** BEGIN Task input **

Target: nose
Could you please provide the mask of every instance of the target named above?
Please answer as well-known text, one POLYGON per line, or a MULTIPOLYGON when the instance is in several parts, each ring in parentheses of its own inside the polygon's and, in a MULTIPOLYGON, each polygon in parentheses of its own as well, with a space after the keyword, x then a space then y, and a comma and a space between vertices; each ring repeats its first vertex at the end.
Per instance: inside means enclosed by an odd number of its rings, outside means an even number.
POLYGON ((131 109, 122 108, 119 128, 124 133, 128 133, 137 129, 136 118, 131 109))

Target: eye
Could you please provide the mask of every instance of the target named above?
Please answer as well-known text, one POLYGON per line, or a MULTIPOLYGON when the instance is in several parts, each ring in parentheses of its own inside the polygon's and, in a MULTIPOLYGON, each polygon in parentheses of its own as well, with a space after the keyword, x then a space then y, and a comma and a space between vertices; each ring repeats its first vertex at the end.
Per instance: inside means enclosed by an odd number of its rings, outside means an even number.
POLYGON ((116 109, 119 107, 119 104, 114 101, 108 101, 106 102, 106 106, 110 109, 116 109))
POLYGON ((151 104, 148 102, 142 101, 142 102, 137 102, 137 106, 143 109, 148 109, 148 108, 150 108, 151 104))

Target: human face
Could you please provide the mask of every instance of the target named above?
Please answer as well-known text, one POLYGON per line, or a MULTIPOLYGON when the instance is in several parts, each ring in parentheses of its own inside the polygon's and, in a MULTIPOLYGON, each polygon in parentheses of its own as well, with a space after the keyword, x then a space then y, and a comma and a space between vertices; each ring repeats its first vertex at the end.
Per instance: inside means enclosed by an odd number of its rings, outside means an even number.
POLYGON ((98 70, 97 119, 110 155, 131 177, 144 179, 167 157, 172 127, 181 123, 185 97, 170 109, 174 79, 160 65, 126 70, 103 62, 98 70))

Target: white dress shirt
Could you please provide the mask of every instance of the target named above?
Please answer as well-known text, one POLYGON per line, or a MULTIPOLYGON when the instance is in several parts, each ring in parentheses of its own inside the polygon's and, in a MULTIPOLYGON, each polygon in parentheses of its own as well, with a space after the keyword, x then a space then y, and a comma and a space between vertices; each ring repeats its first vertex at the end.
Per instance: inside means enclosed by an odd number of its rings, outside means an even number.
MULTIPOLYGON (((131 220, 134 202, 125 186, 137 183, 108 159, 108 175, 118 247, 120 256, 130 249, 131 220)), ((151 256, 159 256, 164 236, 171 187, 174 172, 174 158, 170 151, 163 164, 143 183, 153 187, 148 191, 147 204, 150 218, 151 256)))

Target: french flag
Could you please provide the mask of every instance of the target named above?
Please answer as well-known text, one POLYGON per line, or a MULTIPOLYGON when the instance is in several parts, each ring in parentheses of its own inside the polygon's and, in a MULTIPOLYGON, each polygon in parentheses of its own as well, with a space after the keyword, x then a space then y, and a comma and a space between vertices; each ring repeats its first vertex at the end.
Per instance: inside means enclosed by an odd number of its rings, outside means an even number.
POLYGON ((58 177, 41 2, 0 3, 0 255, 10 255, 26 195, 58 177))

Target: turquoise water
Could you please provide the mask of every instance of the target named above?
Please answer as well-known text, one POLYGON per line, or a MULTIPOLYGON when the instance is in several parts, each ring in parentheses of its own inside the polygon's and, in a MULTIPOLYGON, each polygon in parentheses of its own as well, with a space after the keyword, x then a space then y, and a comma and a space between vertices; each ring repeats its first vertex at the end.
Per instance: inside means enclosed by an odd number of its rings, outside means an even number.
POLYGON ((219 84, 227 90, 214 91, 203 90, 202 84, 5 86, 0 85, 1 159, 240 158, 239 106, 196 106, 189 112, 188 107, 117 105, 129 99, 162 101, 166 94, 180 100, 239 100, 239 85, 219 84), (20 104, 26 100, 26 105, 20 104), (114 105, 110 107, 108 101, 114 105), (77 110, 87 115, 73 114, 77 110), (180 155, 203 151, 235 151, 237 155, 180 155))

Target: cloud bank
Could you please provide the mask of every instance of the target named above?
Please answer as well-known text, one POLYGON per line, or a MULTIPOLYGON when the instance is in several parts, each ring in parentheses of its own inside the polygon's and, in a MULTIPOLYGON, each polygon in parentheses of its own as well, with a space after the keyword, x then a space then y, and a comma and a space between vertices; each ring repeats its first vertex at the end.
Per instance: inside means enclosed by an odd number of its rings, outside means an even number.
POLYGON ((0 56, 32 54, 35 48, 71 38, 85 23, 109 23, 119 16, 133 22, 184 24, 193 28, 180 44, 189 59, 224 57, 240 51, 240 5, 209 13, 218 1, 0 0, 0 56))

** END Task input **

Give the data above as a JSON list of strings, with one string for each line and no strings for blank lines.

Task result
[
  "Target: nose",
  "Could you please provide the mask of every instance of the target named above?",
  "Please answer as well-known text, one POLYGON per line, or a MULTIPOLYGON when the instance is in several parts, each ring in parentheses of its own inside the polygon's and, in a MULTIPOLYGON, each polygon in parentheses of its own as well, with a space after the keyword, x then a space then y, and a comma and a space between vertices; each ring repeats its first vertex at the end.",
  "Per instance: inside means enclosed by an odd number of its rings, outside means an even number.",
  "POLYGON ((131 109, 122 108, 119 128, 124 133, 128 133, 137 129, 136 118, 131 109))",
  "Target: eye",
  "Could you please provide the mask of every instance of the target named above?",
  "Please answer as well-known text, one POLYGON per line, or a MULTIPOLYGON when the instance is in several parts, each ring in parentheses of its own inside the polygon's and, in a MULTIPOLYGON, each polygon in parentheses of its own as well, with a space after the keyword, x then a space then y, and a comma and a space between vertices; each ring repeats its first vertex at the end.",
  "Per instance: inside means enclosed by an odd number of its rings, outside means an even number.",
  "POLYGON ((116 109, 119 107, 119 104, 114 101, 108 101, 106 102, 106 106, 110 109, 116 109))",
  "POLYGON ((151 104, 148 102, 142 101, 142 102, 137 102, 137 106, 143 109, 148 109, 148 108, 150 108, 151 104))",
  "Target: human face",
  "Could you please provide the mask of every instance of the target named above?",
  "Please answer as well-known text, one POLYGON per line, or a MULTIPOLYGON when the instance is in several parts, each ring in parentheses of its own inside the polygon's and, in a MULTIPOLYGON, each polygon in parentheses of its own as well, with a space after the keyword, x then a space then y, and a comma and a space between vertices; each ring repeats its first vertex at the end.",
  "Per instance: inside means enclosed by an odd number of its rings, outside means an even number.",
  "POLYGON ((98 70, 97 119, 110 155, 131 177, 144 179, 167 157, 172 127, 181 123, 185 97, 170 109, 174 79, 160 65, 126 70, 103 62, 98 70))",
  "Target: white dress shirt",
  "Could you please provide the mask of every instance of the target named above?",
  "Please answer as well-known text, one POLYGON per line, or a MULTIPOLYGON when the instance is in several parts, each ring in parentheses of its own inside the polygon's and, in a MULTIPOLYGON, each polygon in parentheses of its own as well, with a space after the keyword, x then a space then y, and a comma and a space between vertices; each ring repeats its first vertex at the end.",
  "Per instance: inside means enclosed by an odd number of its rings, outside means an even number.",
  "MULTIPOLYGON (((131 220, 134 202, 125 186, 137 183, 108 159, 108 175, 118 247, 120 256, 130 249, 131 220)), ((151 256, 159 256, 164 236, 171 187, 174 172, 174 158, 170 151, 163 164, 143 183, 153 187, 148 191, 147 204, 150 218, 151 256)))",
  "Target: french flag",
  "Could you please provide the mask of every instance of the target named above?",
  "Please answer as well-known text, one POLYGON per line, or a MULTIPOLYGON when the instance is in several parts, each ring in parentheses of its own inside the polygon's and, in a MULTIPOLYGON, each polygon in parentheses of its own as well, with a space after the keyword, x then a space then y, and a comma and a space between vertices; each ring repeats its first vertex at the end.",
  "Per instance: inside means enclosed by an odd number of its rings, outside means an even number.",
  "POLYGON ((58 177, 41 2, 0 3, 0 255, 10 255, 26 195, 58 177))",
  "Target: turquoise water",
  "Could you please provide the mask of every instance of the target named above?",
  "Please answer as well-known text, one POLYGON per line, or a MULTIPOLYGON when the instance is in several parts, each ring in parentheses of its own inside the polygon's and, in a MULTIPOLYGON, each polygon in parentheses of its own as well, with a space after the keyword, x then a space then y, and a comma and a space between vertices; each ring repeats its first vertex at the end.",
  "Per instance: inside means enclosed by an odd number of its rings, outside means an even number.",
  "POLYGON ((219 84, 227 90, 214 91, 203 90, 202 84, 5 86, 0 85, 1 159, 240 158, 239 106, 196 106, 189 112, 188 107, 117 105, 129 99, 162 101, 166 94, 180 100, 239 100, 239 85, 219 84), (20 104, 26 100, 26 105, 20 104), (114 105, 110 107, 108 101, 114 105), (77 110, 87 115, 73 114, 77 110), (180 155, 203 151, 235 151, 237 155, 180 155))",
  "Target: cloud bank",
  "Could you please provide the mask of every instance of the target named above?",
  "Please answer as well-known text, one POLYGON per line, or a MULTIPOLYGON when the instance is in several parts, each ring in parentheses of its own inside the polygon's and, in a MULTIPOLYGON, each polygon in parentheses of its own as well, with a space after the keyword, x then a space then y, and a comma and a space between vertices; each ring repeats its first vertex at the end.",
  "Per instance: inside means enclosed by an odd number of its rings, outside means an even number.",
  "POLYGON ((0 56, 32 54, 35 48, 71 38, 85 23, 109 23, 119 16, 133 22, 184 24, 193 28, 180 44, 189 59, 224 57, 240 51, 240 5, 209 13, 218 1, 0 0, 0 56))"
]